[start RECORDS PROVIDED]

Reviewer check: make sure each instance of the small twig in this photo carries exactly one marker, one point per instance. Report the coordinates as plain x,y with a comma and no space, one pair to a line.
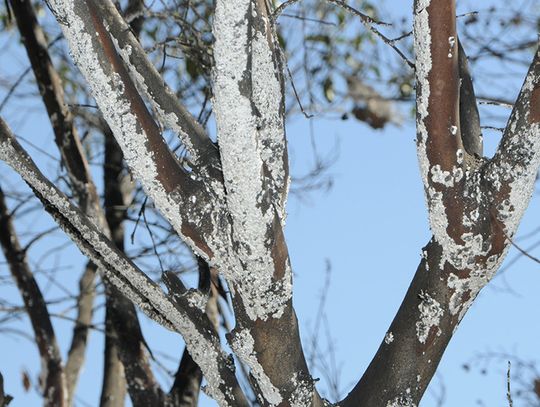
21,77
508,392
307,115
154,247
501,129
141,211
470,13
494,102
368,21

[end RECORDS PROVIDED]

SHORT TASK: Copy all the entries again with "marker" switched to "dot" and everything else kept the same. Leave the pictures out of your copy.

ANSWER TO THIS EXERCISE:
Reviewer check: make sure each instance of the small twig in this photo carries exactly one dot, one point per instance. Report the coordinates as plain x,y with a comma and no space, one pair to a line.
21,77
508,392
307,115
154,247
501,129
141,211
470,13
494,102
368,21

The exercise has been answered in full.